#### What you need to do
For the data below, work out how many lines contain the word "rough" and supply only that number.

#### Available records
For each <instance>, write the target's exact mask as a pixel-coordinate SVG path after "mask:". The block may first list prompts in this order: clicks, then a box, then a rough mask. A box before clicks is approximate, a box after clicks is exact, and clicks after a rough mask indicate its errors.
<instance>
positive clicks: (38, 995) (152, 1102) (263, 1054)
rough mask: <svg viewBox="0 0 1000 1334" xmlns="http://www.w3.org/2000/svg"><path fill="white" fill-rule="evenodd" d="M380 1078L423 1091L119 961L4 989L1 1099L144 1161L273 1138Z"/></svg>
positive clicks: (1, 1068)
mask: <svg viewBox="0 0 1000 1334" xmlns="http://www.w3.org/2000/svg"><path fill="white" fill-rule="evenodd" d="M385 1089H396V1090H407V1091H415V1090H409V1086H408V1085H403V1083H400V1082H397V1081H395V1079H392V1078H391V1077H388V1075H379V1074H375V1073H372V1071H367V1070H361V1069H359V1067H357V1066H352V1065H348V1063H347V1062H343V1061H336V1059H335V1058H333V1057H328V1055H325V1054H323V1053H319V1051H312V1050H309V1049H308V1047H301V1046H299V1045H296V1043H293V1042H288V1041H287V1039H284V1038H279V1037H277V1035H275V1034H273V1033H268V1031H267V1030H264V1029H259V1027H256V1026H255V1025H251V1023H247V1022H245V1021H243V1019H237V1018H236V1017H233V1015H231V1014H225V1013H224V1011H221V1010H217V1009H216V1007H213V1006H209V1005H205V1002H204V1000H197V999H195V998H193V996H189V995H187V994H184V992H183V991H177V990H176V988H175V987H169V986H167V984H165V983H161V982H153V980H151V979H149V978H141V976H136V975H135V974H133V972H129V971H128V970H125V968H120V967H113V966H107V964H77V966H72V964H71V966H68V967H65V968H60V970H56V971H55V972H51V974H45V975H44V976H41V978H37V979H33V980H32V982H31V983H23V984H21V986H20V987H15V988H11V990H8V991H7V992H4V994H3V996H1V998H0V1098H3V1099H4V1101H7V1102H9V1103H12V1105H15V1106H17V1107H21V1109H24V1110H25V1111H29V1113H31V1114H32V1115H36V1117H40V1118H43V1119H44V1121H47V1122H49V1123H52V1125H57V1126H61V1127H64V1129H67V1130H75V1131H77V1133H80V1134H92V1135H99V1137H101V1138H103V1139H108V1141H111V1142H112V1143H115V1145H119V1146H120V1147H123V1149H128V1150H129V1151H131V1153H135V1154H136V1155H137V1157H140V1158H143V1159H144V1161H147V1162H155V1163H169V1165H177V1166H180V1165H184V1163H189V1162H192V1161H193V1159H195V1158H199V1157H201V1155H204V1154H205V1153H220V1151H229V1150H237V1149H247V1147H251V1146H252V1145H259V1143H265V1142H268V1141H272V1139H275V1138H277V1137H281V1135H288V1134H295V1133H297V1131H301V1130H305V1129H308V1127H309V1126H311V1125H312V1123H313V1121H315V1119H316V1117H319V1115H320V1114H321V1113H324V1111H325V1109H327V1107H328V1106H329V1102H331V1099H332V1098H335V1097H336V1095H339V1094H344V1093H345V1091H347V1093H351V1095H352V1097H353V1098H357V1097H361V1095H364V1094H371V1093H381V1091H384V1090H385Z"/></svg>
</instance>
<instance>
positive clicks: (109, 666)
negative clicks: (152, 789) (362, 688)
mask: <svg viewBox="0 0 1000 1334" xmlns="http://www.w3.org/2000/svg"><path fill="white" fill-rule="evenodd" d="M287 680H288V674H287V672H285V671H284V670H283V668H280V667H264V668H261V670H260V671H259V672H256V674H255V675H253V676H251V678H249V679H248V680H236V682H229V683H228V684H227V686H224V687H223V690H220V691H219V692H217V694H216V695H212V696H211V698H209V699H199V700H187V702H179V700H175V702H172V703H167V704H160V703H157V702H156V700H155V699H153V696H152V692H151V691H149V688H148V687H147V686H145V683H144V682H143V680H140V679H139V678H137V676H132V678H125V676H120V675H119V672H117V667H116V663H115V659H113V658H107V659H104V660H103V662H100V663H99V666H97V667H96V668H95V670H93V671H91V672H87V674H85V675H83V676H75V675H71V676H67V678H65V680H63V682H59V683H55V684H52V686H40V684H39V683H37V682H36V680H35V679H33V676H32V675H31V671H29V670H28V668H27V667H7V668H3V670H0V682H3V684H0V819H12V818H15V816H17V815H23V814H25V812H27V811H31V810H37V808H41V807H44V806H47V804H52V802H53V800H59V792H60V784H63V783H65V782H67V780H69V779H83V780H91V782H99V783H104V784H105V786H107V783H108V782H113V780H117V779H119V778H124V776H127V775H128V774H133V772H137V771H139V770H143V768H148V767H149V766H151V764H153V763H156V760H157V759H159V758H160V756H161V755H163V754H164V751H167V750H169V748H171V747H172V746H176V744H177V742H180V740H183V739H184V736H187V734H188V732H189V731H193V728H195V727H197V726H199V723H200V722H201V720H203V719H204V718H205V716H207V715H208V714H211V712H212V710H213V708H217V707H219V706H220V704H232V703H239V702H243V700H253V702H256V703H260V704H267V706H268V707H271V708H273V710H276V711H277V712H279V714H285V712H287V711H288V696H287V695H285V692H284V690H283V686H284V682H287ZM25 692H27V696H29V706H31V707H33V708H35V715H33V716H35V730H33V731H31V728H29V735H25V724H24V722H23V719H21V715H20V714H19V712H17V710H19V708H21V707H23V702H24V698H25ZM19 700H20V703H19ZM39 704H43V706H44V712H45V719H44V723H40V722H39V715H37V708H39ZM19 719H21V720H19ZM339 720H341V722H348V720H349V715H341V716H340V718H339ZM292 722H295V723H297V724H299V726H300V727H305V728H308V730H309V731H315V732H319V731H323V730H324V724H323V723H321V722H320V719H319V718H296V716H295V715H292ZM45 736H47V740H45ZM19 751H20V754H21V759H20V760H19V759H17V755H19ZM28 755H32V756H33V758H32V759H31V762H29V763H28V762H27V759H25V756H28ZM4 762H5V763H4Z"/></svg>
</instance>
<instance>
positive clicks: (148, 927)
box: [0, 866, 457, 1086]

#### Task response
2